• Problem description:
Without including any pictures, write out the listing below exactly.

• Provided records:
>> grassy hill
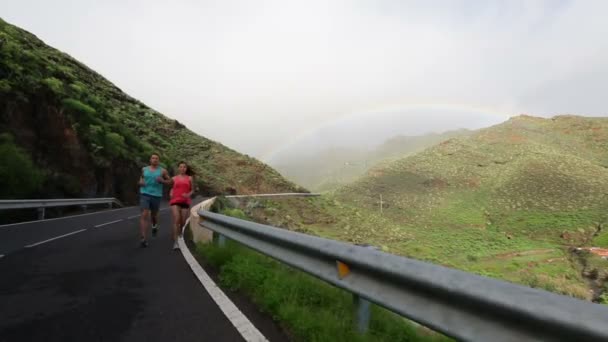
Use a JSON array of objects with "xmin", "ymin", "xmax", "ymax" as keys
[
  {"xmin": 272, "ymin": 129, "xmax": 470, "ymax": 191},
  {"xmin": 0, "ymin": 19, "xmax": 301, "ymax": 202},
  {"xmin": 232, "ymin": 116, "xmax": 608, "ymax": 303}
]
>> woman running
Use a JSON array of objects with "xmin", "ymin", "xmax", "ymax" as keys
[{"xmin": 169, "ymin": 161, "xmax": 194, "ymax": 250}]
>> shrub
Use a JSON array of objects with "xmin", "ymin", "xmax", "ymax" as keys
[
  {"xmin": 42, "ymin": 77, "xmax": 64, "ymax": 95},
  {"xmin": 0, "ymin": 133, "xmax": 45, "ymax": 198},
  {"xmin": 62, "ymin": 98, "xmax": 96, "ymax": 115}
]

• Response:
>> grassy hill
Use a JSON array of objects with "xmin", "ymin", "xmax", "ymax" as keys
[
  {"xmin": 272, "ymin": 129, "xmax": 470, "ymax": 191},
  {"xmin": 0, "ymin": 19, "xmax": 301, "ymax": 202},
  {"xmin": 232, "ymin": 116, "xmax": 608, "ymax": 303}
]
>> woman running
Use a JSON array of objects with "xmin", "ymin", "xmax", "ymax" as keys
[{"xmin": 169, "ymin": 161, "xmax": 194, "ymax": 250}]
>> shrub
Use a JSON array of objects with "xmin", "ymin", "xmax", "ymax" as keys
[
  {"xmin": 42, "ymin": 77, "xmax": 64, "ymax": 95},
  {"xmin": 0, "ymin": 133, "xmax": 45, "ymax": 198},
  {"xmin": 62, "ymin": 98, "xmax": 96, "ymax": 115}
]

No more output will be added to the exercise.